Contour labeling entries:
┏━━
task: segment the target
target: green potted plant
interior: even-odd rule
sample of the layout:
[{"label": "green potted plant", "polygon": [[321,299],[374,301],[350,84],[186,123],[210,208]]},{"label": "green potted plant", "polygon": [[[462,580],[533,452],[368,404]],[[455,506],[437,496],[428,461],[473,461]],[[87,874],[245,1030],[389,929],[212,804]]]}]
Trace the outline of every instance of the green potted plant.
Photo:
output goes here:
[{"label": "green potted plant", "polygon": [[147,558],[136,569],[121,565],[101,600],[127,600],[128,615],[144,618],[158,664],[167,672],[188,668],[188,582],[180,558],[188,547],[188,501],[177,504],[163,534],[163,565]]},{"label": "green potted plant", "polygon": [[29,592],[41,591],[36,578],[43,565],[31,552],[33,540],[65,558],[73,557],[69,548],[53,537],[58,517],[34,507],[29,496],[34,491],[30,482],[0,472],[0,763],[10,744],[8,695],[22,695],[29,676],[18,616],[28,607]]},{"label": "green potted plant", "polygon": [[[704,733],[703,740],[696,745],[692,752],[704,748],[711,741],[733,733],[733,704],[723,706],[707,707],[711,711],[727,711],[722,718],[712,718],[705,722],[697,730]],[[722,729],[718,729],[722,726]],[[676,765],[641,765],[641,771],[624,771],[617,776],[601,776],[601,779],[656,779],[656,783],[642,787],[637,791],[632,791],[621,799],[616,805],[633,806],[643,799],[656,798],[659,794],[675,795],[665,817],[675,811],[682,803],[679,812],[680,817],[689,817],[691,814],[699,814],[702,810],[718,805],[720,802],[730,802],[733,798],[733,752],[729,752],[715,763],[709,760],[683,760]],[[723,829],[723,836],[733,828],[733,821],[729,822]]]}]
┗━━
┏━━
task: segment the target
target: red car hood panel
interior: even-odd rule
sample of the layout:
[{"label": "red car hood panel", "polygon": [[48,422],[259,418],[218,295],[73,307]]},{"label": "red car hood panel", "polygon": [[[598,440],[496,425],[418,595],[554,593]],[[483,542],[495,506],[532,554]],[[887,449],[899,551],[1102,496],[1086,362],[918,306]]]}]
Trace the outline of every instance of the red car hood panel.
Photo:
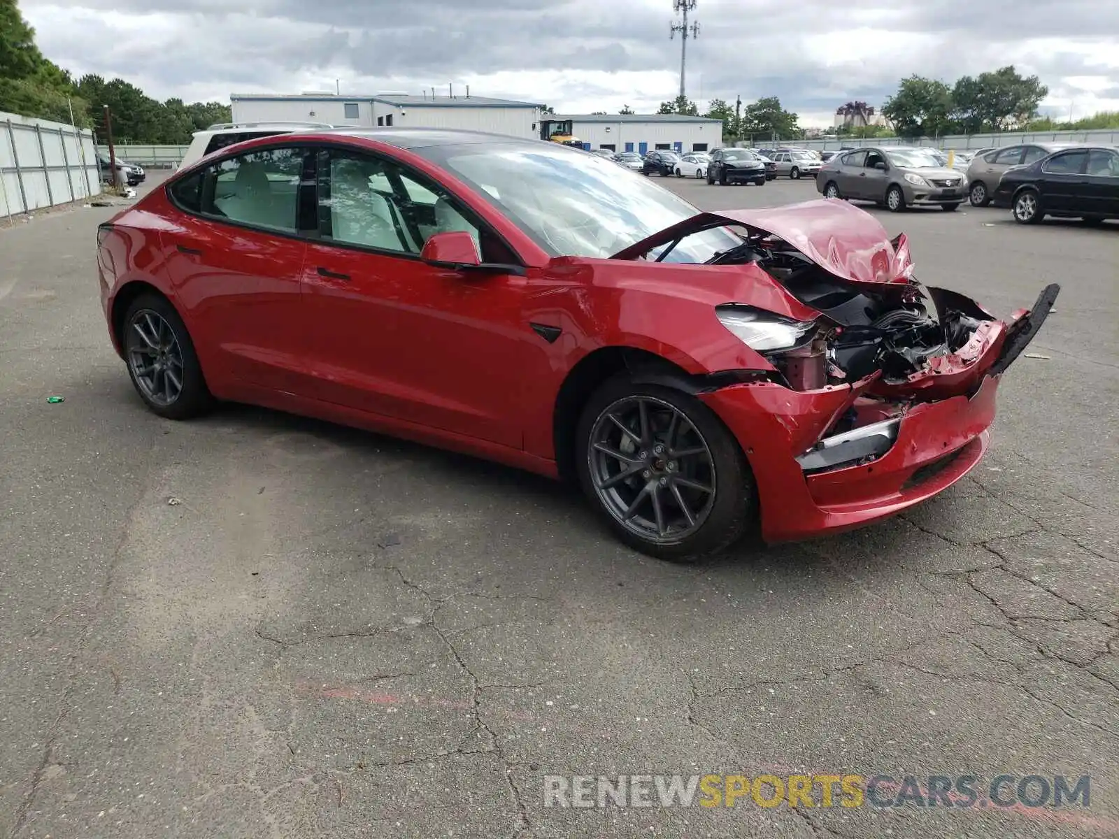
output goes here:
┗━━
*Aim*
How many lines of the items above contain the string "hood", with case counting? Give only the number.

*Output*
3